== Dataset rows ==

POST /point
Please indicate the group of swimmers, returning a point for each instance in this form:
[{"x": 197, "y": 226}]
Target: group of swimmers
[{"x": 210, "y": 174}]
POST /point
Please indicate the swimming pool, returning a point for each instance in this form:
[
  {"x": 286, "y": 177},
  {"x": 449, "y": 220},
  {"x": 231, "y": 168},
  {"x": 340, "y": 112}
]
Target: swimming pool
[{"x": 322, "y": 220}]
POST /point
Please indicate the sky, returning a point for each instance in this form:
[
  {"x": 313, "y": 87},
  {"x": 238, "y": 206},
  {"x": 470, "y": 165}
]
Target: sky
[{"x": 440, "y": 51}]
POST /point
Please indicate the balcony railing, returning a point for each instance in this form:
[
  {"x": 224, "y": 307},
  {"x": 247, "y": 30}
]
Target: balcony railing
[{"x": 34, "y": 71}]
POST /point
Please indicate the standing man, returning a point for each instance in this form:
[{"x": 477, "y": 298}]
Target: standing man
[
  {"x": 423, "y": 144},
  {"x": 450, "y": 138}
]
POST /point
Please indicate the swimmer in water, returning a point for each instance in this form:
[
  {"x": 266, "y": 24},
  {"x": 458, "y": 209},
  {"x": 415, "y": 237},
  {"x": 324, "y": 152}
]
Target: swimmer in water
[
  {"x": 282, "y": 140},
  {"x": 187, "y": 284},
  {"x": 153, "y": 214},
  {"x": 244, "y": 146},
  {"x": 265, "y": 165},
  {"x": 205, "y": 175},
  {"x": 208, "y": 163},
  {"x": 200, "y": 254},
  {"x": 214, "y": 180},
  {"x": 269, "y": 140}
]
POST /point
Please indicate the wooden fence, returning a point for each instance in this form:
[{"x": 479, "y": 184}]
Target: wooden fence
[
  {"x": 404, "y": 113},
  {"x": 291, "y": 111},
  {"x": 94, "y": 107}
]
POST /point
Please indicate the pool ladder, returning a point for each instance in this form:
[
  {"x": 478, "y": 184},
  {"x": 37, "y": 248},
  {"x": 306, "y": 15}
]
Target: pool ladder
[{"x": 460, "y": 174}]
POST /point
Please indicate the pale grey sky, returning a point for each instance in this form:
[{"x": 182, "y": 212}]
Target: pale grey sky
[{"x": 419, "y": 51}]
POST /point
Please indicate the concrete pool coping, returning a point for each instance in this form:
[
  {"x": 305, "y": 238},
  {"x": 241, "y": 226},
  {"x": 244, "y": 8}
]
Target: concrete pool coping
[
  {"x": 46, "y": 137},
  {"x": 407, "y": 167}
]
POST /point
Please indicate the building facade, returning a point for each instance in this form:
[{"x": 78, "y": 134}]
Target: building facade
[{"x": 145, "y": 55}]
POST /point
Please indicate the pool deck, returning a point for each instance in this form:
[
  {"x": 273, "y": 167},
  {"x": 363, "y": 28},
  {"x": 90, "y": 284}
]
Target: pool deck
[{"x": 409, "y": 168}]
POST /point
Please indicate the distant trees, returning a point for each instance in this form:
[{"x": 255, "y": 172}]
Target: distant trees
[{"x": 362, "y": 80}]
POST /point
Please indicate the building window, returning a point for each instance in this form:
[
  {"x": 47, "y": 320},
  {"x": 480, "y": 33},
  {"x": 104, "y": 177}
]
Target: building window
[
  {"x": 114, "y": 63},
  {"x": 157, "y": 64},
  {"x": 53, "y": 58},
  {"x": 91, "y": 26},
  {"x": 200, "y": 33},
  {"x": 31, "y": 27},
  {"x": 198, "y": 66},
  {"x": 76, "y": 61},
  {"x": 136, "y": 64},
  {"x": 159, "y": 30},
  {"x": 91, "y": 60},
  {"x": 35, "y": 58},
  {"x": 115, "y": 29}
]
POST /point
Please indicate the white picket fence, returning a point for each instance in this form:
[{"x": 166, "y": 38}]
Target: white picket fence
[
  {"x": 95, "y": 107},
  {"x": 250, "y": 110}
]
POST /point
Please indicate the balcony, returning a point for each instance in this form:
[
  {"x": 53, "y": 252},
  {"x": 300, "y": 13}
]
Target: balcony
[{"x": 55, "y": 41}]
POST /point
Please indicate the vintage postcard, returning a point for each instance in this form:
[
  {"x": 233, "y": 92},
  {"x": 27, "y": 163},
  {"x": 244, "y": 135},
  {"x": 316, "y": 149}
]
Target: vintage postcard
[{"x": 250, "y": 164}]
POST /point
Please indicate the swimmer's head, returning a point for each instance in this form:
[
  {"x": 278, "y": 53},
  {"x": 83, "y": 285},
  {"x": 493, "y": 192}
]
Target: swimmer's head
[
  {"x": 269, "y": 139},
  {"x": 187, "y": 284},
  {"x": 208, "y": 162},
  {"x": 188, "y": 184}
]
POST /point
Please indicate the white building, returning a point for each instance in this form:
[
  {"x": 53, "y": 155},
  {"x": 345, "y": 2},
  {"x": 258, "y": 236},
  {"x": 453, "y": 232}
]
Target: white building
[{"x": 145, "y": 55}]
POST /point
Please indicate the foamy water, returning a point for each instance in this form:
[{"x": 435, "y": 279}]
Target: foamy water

===

> _Task description_
Write out the listing once more, matching it exactly.

> _Exercise answer_
POST /point
Please indicate the group of swimmers, returning a point for each instance in this form:
[{"x": 197, "y": 226}]
Target: group of swimmers
[{"x": 210, "y": 174}]
POST /point
Please indicate the swimming pool, returning a point for each instance in this form:
[
  {"x": 286, "y": 177},
  {"x": 449, "y": 220},
  {"x": 231, "y": 168},
  {"x": 340, "y": 112}
]
Target: swimming pool
[{"x": 322, "y": 220}]
POST /point
Please indicate the sky, returning a point for each instance in this form:
[
  {"x": 313, "y": 87},
  {"x": 238, "y": 206},
  {"x": 470, "y": 165}
]
Target: sky
[{"x": 440, "y": 51}]
POST /point
Please indicate the balcony railing, returning a point for each instance in this form:
[
  {"x": 224, "y": 307},
  {"x": 247, "y": 30}
]
Target: balcony railing
[{"x": 34, "y": 71}]
POST /point
Please indicate the standing man, returning a point for each instance in this form:
[{"x": 477, "y": 298}]
Target: standing man
[
  {"x": 423, "y": 144},
  {"x": 450, "y": 138}
]
POST /point
Please indicate the swimmer in water, returning a point for each instance in this form:
[
  {"x": 266, "y": 24},
  {"x": 458, "y": 209},
  {"x": 415, "y": 237},
  {"x": 324, "y": 152}
]
Target: swimmer in water
[
  {"x": 282, "y": 140},
  {"x": 187, "y": 284},
  {"x": 153, "y": 214},
  {"x": 244, "y": 146},
  {"x": 265, "y": 165},
  {"x": 205, "y": 175},
  {"x": 208, "y": 163},
  {"x": 200, "y": 254},
  {"x": 214, "y": 180},
  {"x": 269, "y": 140}
]
POST /point
Please indicate the wooden fence, returning a point for each instance in this form:
[{"x": 479, "y": 184}]
Target: wooden fence
[
  {"x": 404, "y": 113},
  {"x": 291, "y": 111},
  {"x": 94, "y": 107}
]
POST /point
Please indicate the pool ladder, returning a point for each instance in this form:
[
  {"x": 478, "y": 184},
  {"x": 37, "y": 248},
  {"x": 306, "y": 15}
]
Target: pool ladder
[{"x": 460, "y": 174}]
POST /point
Please indicate the pale grey sky, returning a point for each instance in this form:
[{"x": 182, "y": 212}]
Target: pale grey sky
[{"x": 419, "y": 51}]
POST /point
Please indicate the concrete pool coping, returning a point for each instance in this form:
[
  {"x": 305, "y": 238},
  {"x": 241, "y": 226},
  {"x": 244, "y": 8}
]
Target: concrete pool coping
[
  {"x": 46, "y": 137},
  {"x": 407, "y": 167}
]
POST /point
Please indicate the building facade, returning a point for each instance in this form:
[{"x": 78, "y": 134}]
Target: building facade
[{"x": 145, "y": 55}]
POST /point
Please indicate the pool deck, returning a point for each instance in this form:
[
  {"x": 273, "y": 167},
  {"x": 363, "y": 28},
  {"x": 90, "y": 284}
]
Target: pool deck
[{"x": 409, "y": 168}]
POST /point
Please indicate the distant trees, returning a point for each instance in this form:
[{"x": 255, "y": 172}]
Target: distant trees
[{"x": 362, "y": 80}]
POST /point
Please indicate the building window, returning a point for each instance in this form:
[
  {"x": 47, "y": 320},
  {"x": 480, "y": 33},
  {"x": 104, "y": 177}
]
Target: building window
[
  {"x": 114, "y": 63},
  {"x": 157, "y": 64},
  {"x": 53, "y": 58},
  {"x": 91, "y": 26},
  {"x": 200, "y": 33},
  {"x": 31, "y": 27},
  {"x": 198, "y": 66},
  {"x": 76, "y": 61},
  {"x": 136, "y": 64},
  {"x": 159, "y": 30},
  {"x": 91, "y": 60},
  {"x": 35, "y": 58},
  {"x": 115, "y": 29}
]
POST /point
Please indicate the white picket fence, returning a point for each instance in this form:
[{"x": 166, "y": 38}]
Target: white picket fence
[
  {"x": 95, "y": 107},
  {"x": 250, "y": 110}
]
POST /point
Please indicate the balcony, returning a point for each instance in this form:
[
  {"x": 53, "y": 252},
  {"x": 300, "y": 13}
]
Target: balcony
[{"x": 55, "y": 41}]
POST /point
Please indicate the vintage postcard, returning a point for each instance in this form:
[
  {"x": 233, "y": 92},
  {"x": 27, "y": 163},
  {"x": 244, "y": 135},
  {"x": 316, "y": 149}
]
Target: vintage postcard
[{"x": 250, "y": 164}]
POST /point
Please indicate the swimmer's head, returning a point for each instance in this form:
[
  {"x": 278, "y": 53},
  {"x": 83, "y": 285},
  {"x": 493, "y": 192}
]
Target: swimmer's head
[
  {"x": 269, "y": 139},
  {"x": 187, "y": 284},
  {"x": 208, "y": 162},
  {"x": 188, "y": 184}
]
POST /point
Please indicate the white building, returning a point for each instance in this form:
[
  {"x": 53, "y": 155},
  {"x": 345, "y": 2},
  {"x": 258, "y": 236},
  {"x": 453, "y": 232}
]
Target: white building
[{"x": 145, "y": 55}]
POST /point
Please indicate the foamy water, returning a point for each instance in this form:
[{"x": 435, "y": 279}]
Target: foamy water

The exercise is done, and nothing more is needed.